## Reading passage

President Trump did quite a good job, I thought, in striking a balance between appealing to his and the Republican Party's traditional base — awarding a Medal of Freedom to Rush Limbaugh, "we will never let socialism destroy American health care," the "Justice for Victims of Sanctuary Cities Act" — and expanding his base or appealing to undecided voters. In the "expand" category might be put "always protect Medicare and Social Security," "taking on the big pharmaceutical companies," "eradicate AIDS by the end of the decade," and "first woman on the moon."
I saw Senator Schumer clapping when Trump touted the "second chance" criminal justice reform he enacted, and also when Trump spoke of "rural high speed internet." Speaker Pelosi clapped when Trump talked about infrastructure spending.
Much of the speech featured efforts to reach out to minority voters, from recognition of Senator Tim Scott for Opportunity Zone legislation, to the prisoner re-entry passage, to the 100-year-old Tuskegee airman that Trump promoted to general, to Stephanie and Janiyah Davis waiting for a school choice scholarship in Pennsylvania, to a deputy chief of the border patrol named Raul Ortiz, to Trump's mention at the end of the speech of Abraham Lincoln, Frederick Douglass, and Harriet Tubman. Annie Karni and Maggie Haberman wrote of Trump's Super Bowl ad that such outreach "could also have the effect of reassuring white suburban women, a worrisome demographic for the campaign, that the president is not racist."

## Data shown
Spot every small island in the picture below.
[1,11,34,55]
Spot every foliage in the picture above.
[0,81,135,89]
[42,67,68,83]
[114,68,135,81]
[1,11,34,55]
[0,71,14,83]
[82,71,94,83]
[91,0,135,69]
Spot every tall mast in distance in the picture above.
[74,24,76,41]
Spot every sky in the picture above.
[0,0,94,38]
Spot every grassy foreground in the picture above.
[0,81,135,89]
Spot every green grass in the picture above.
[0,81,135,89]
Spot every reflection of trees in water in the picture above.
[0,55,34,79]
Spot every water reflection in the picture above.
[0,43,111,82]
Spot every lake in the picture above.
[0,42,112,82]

==

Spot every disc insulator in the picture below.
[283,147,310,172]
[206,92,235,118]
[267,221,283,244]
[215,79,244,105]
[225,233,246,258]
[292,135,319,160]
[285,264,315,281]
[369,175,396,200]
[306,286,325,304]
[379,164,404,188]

## Exercises to complete
[A] List the quoted phrases that the commentary on Trump's speech places in the "expand" category.
[B] Please write the next part of the commentary on Trump's speech, picking up after its final sentence.

## Answers
[A]
- "always protect Medicare and Social Security"
- "taking on the big pharmaceutical companies"
- "eradicate AIDS by the end of the decade"
- "first woman on the moon"

[B]
Rural high speed internet, along with the Tuskegee airmen, are staples of Democratic presidential speeches. Trump also distanced himself from the George W. Bush administration by announcing that "We are working to end America's wars in the Middle East" and "bring our troops back home."
Trump has a pattern of getting positive reviews for a scripted speech and then returning to the appearance of chaos with a tweet or a seemingly offhand remark or decision, so we will see what happens. But to the extent that this and the Super Bowl ad are reliable previews of the re-election message, my initial reaction to it all is that the Trump team is smarter and more competent than it often gets credit for, and that the president is in a reasonably strong position. He hasn't yet focused on negatively defining his Democratic opponent, who hasn't yet been selected. People reply that, given the peace and prosperity, Trump should be polling even more strongly, but remember that, like George W. Bush, Trump came into office having lost the popular vote.